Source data

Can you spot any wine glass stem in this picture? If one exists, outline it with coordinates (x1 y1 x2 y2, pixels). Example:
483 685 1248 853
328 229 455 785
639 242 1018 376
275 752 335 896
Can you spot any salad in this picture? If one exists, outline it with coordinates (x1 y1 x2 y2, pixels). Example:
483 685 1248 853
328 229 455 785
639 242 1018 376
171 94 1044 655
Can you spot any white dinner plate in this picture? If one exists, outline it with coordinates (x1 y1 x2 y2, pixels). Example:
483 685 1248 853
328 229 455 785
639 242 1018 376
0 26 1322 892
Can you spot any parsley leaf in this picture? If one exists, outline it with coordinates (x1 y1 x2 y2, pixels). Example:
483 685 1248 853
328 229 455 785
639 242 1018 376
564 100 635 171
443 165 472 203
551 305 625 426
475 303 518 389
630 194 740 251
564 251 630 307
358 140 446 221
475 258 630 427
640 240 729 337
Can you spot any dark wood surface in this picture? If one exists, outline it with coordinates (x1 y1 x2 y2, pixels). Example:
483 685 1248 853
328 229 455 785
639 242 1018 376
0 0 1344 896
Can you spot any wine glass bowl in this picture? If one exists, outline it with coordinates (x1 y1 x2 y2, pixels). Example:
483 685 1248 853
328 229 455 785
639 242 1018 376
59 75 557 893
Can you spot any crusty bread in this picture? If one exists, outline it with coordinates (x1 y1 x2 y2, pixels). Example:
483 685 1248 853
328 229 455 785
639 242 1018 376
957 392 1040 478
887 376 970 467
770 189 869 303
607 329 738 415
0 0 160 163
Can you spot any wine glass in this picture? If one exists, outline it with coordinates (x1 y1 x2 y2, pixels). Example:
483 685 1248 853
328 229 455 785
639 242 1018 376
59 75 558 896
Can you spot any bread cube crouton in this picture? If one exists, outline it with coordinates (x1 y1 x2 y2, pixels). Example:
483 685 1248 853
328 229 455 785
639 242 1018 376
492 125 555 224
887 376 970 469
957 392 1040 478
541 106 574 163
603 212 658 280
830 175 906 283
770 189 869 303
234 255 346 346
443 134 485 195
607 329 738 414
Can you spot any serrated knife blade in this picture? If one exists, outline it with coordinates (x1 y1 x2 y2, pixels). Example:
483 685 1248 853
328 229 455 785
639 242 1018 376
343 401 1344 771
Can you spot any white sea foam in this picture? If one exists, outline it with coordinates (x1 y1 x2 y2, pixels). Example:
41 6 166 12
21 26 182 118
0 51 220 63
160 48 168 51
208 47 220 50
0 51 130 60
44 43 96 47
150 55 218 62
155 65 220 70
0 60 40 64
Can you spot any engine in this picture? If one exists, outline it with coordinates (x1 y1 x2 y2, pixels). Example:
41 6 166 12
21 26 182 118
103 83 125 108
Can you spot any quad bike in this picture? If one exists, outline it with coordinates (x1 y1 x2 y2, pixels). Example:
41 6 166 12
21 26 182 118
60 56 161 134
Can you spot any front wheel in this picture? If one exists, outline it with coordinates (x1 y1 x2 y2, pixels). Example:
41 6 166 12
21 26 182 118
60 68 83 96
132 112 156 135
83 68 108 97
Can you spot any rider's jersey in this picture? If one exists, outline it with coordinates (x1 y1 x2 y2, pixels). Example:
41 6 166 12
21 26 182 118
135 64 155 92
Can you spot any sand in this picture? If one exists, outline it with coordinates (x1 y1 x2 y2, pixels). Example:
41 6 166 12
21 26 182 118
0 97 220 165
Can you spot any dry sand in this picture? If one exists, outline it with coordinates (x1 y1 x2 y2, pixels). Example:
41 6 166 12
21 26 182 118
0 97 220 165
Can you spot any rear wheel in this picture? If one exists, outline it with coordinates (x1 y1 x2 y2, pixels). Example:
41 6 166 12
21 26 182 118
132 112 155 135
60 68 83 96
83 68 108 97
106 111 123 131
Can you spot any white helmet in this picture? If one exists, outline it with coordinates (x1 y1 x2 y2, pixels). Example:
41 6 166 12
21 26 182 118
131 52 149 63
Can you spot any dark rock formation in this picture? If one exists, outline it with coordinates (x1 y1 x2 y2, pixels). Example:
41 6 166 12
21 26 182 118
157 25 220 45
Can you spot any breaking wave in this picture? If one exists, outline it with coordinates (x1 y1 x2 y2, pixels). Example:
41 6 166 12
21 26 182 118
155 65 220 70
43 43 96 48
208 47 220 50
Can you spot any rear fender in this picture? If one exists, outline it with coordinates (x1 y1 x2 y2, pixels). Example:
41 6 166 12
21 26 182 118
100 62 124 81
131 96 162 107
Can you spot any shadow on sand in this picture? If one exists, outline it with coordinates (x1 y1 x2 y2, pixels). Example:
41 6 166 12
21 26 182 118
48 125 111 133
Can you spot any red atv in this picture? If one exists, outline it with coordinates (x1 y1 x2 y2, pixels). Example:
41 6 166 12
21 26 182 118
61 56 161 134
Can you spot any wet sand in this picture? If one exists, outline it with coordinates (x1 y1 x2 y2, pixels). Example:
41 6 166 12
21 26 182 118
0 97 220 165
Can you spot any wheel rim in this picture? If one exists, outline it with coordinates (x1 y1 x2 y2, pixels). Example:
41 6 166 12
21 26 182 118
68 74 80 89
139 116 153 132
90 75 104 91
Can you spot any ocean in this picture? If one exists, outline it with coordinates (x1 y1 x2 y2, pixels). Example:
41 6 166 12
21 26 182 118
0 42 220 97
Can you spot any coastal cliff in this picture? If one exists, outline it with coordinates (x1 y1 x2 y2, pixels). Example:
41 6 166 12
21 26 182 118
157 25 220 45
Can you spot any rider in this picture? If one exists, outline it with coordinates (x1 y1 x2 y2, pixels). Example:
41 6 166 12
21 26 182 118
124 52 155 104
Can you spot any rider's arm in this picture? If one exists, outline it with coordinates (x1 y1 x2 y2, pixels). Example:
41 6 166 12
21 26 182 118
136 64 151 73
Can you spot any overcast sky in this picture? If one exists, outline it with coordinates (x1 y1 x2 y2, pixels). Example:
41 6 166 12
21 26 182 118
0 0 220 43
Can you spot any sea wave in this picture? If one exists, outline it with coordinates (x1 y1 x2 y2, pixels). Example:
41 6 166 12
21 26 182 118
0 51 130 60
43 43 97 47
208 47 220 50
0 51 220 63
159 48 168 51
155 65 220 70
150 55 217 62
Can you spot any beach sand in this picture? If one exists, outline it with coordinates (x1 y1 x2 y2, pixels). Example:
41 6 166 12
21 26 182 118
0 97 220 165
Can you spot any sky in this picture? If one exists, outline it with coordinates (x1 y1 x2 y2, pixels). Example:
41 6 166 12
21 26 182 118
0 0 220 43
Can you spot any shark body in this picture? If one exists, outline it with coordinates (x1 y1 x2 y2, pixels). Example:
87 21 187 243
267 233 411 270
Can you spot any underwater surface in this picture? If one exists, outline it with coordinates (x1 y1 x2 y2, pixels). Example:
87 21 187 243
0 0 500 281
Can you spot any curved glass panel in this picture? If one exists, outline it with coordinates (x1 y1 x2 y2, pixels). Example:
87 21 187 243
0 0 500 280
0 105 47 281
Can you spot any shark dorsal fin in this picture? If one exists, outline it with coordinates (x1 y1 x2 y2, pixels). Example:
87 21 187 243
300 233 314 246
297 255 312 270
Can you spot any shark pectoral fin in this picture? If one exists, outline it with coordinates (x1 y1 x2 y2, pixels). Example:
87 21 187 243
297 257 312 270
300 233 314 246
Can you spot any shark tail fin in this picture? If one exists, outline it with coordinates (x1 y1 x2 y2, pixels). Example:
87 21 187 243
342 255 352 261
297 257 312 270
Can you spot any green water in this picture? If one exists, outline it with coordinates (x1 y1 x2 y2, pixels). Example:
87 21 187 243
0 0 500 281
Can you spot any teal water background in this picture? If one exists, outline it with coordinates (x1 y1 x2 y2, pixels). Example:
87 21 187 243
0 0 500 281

| Brief |
Extract and repeat, with no changes, the lines between the one containing "Can you spot any rider's arm" and the one containing "150 55 217 62", inclusive.

| Correct response |
Can you spot any rider's arm in this picture? If one exists, outline it with coordinates (x1 y1 x2 y2, pixels). Example:
41 6 166 12
21 26 182 118
136 64 151 73
Can you spot any overcast sky in this picture? If one exists, outline it with coordinates (x1 y1 x2 y2, pixels). Example:
41 6 166 12
21 26 182 118
0 0 220 43
Can you spot any sea wave in this picture? If one exists, outline it with coordinates (x1 y1 x2 y2, pixels). Example:
41 6 166 12
21 26 182 118
0 51 130 60
43 43 97 47
208 47 220 50
0 51 220 63
159 48 168 51
155 65 220 70
150 55 217 62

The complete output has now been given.